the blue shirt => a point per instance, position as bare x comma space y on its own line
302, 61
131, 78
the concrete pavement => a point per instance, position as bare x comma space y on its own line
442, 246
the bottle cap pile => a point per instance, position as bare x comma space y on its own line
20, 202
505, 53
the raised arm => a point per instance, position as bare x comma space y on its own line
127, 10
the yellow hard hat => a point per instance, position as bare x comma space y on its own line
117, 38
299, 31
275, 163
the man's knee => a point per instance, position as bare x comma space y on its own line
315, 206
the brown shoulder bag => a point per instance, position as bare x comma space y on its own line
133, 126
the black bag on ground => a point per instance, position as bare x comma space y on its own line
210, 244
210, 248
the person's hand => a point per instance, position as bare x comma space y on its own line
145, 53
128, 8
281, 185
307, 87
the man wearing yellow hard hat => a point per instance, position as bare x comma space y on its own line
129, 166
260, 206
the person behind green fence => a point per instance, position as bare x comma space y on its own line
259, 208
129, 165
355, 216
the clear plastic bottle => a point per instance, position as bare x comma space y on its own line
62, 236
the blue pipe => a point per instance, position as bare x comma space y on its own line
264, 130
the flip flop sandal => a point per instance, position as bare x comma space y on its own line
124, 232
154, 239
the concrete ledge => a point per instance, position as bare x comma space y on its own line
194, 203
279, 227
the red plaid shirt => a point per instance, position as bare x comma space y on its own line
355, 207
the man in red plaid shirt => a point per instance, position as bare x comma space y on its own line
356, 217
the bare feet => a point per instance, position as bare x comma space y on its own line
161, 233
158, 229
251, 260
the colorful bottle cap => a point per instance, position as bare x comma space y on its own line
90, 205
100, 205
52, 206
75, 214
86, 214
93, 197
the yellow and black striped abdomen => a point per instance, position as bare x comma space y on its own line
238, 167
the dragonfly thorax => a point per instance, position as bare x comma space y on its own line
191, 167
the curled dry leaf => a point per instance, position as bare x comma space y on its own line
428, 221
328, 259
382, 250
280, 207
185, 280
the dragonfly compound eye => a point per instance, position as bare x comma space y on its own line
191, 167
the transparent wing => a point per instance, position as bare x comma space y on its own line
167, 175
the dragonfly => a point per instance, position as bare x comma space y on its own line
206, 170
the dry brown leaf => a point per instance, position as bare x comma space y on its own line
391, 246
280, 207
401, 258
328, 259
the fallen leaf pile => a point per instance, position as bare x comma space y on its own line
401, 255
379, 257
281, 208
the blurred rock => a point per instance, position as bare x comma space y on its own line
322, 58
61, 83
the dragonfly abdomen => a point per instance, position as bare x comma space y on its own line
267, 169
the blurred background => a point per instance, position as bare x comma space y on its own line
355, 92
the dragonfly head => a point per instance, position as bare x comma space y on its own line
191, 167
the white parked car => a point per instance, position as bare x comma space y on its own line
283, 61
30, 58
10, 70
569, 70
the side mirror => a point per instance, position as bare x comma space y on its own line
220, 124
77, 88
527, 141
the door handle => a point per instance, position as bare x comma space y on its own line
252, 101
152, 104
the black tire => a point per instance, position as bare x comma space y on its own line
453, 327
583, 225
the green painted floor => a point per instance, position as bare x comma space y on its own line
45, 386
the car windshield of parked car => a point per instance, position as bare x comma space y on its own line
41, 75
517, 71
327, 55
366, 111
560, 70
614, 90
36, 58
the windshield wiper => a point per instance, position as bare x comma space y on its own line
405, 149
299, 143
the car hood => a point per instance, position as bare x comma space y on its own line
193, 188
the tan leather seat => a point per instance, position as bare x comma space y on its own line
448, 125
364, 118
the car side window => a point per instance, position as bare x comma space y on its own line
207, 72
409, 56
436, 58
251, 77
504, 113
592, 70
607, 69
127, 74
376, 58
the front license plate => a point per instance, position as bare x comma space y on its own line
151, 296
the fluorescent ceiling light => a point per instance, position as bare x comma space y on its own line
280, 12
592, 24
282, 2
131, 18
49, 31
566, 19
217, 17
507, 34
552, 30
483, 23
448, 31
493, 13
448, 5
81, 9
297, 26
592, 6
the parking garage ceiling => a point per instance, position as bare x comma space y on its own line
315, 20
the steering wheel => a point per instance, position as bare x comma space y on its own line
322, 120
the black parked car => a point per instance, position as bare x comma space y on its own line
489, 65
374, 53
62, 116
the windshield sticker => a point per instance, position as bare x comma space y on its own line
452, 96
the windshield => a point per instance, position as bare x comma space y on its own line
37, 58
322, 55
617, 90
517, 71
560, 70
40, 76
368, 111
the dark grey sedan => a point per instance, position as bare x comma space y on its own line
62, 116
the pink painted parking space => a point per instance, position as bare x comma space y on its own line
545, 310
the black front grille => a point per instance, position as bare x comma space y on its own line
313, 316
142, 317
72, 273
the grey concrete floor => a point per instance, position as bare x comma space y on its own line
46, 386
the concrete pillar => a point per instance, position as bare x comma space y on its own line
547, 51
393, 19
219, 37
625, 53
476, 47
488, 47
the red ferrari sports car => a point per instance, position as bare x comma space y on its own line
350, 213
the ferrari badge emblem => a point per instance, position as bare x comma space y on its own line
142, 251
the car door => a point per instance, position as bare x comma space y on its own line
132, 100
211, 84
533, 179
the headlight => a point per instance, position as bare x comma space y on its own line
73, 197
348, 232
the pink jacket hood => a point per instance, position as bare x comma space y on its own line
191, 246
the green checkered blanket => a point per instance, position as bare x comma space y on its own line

→ DIRECTION
Return each line of the data exactly as written above.

→ REPLY
the blue shirt => a point per instance, position as bare x comma space y on its own line
302, 61
131, 78
the concrete pavement => a point per instance, position as bare x comma space y on its own line
442, 246
the bottle cap pile => a point per instance, position as bare x comma space y on its own line
20, 202
505, 53
the raised arm => a point per instance, position as bare x comma space y on its own line
127, 10
the yellow hard hat => a point per instance, position as bare x comma space y on its own line
117, 38
299, 31
275, 163
the man's knee => a point per instance, position as bare x comma space y on its own line
315, 206
the brown shoulder bag => a point per instance, position as bare x comma space y on its own line
133, 126
the black bag on ground => a point per instance, position as bare x comma space y on its own line
210, 244
210, 248
the person's hand => a point per instance, position as bare x comma space y on its own line
145, 53
128, 8
281, 185
307, 87
the man wearing yellow hard hat => a point per instance, position as bare x comma space y on its own line
129, 166
260, 206
the person behind green fence => a point per instance, position as bare x comma space y on its own line
259, 208
129, 165
355, 216
the clear plastic bottle => a point per instance, position as bare x comma space y on its own line
62, 236
the blue pipe => a point per instance, position as bare x comma space y on its own line
264, 130
the flip flop sandal => a point per instance, position as bare x comma space y on its own line
124, 232
154, 239
the concrete ledge => a point per instance, position as bare x comma space y on its own line
194, 203
279, 227
the red plaid shirt => a point per instance, position as bare x comma space y on its own line
355, 207
the man in red plaid shirt => a point per instance, position as bare x comma space y on its own line
356, 217
the bare feet => a point per instance, position as bare x comma space y on its own line
161, 233
158, 229
251, 260
the colorful bottle cap => a point per instance, position as bare x comma space y on its own line
90, 205
100, 205
52, 206
75, 214
86, 214
93, 197
the yellow and black striped abdomen => a point per instance, position as bare x comma space y on its own line
238, 167
the dragonfly thorax => a point per instance, position as bare x comma space y on its own line
191, 167
the curled dry leaf => a point per instance, position as bare x comma space y on its own line
428, 221
328, 259
382, 250
280, 207
185, 280
the dragonfly compound eye => a point per instance, position as bare x comma space y on its own line
191, 167
the transparent wing => a point per instance, position as bare x comma space y on its own line
167, 175
the dragonfly => a point per instance, position as bare x comma space y on its own line
206, 170
the dry brown leaf => a point per instance, position as bare x comma space y on its own line
391, 246
280, 207
401, 258
328, 259
the fallen leaf pile => a point per instance, position as bare x comma space y on its own line
401, 255
379, 257
281, 208
the blurred rock => a point per instance, position as bare x comma space y on its own line
322, 58
61, 83
the dragonfly abdomen => a point per instance, position as bare x comma space y on its own line
267, 169
the blurred background => a point per instance, position as bare x comma space y on its own line
355, 92
the dragonfly head => a point per instance, position as bare x comma space y on its own line
191, 167
the white parked car => a point per instance, position as bare x comma space y on its own line
283, 61
30, 58
10, 70
569, 70
the side mirror => a point per instance, position as bare x comma space y on its own line
220, 124
77, 88
527, 141
the door handle => a point per instance, position as bare x comma space y on its own line
252, 101
152, 104
the black tire => a point per instance, position as bare x comma space y on its own line
453, 327
583, 225
the green painted floor => a point per instance, position as bare x comma space y on its own line
45, 386
the car windshield of parked car => a point per instance, position as bare x comma space y on its own line
41, 75
517, 71
327, 55
366, 111
560, 70
614, 90
36, 58
the windshield wiper => a point per instance, position as bare x comma space y on its own line
405, 149
299, 143
the car hood => a point per instance, position as bare x comma space y on its own line
193, 188
the tan leather seat => a point per instance, position as bare x comma space y on its own line
448, 125
364, 118
the car side window => a point per instance, position as bare x comma space y on its own line
207, 72
409, 56
436, 58
251, 77
504, 113
592, 70
607, 69
127, 74
376, 58
the front license plate => a point per instance, position as bare x comma space y on its own line
151, 296
the fluorescent ceiling light => a point per instance, position as bare x comma space y on its own line
280, 12
592, 24
282, 2
131, 18
49, 31
566, 19
217, 17
507, 34
552, 30
483, 23
448, 31
493, 13
448, 5
81, 9
297, 26
592, 6
the parking garage ceiling => a point per instance, position as bare x comma space y on its own line
315, 20
the steering wheel => a point per instance, position as bare x comma space y on its own line
322, 120
the black parked car => a point per instance, position as bare x comma space y on its own line
489, 65
374, 53
62, 116
the windshield sticker => a point per instance, position as bare x comma space y on its own line
452, 96
the windshield => a point per instance, position as bare x comma space y on its own line
37, 58
322, 55
617, 90
517, 71
560, 70
40, 76
368, 111
the dark grey sedan => a point per instance, position as bare x comma space y on its own line
62, 116
the pink painted parking space => a point per instance, position as bare x comma space y on its own line
545, 310
the black front grille => a point per instance, position as bare x comma space y on its own line
313, 316
142, 317
72, 273
the grey concrete floor => a point per instance, position as bare x comma space y on its own line
46, 386
the concrete pillar => a point per instance, position as bare x comma space y on its own line
547, 51
393, 19
219, 37
625, 53
476, 47
488, 47
the red ferrari sports car => a point per instance, position as bare x comma space y on its own line
350, 213
the ferrari badge emblem => a point per instance, position as bare x comma space y on its own line
142, 251
the car door => a point per instance, position as bare x comma space y on its own line
132, 100
211, 84
533, 179
the headlight => a point per instance, position as bare x comma space y on its own line
73, 197
348, 232
the pink jacket hood => a point per instance, position as bare x comma space y on its own line
191, 246
the green checkered blanket => a point per instance, position as bare x comma space y on its own line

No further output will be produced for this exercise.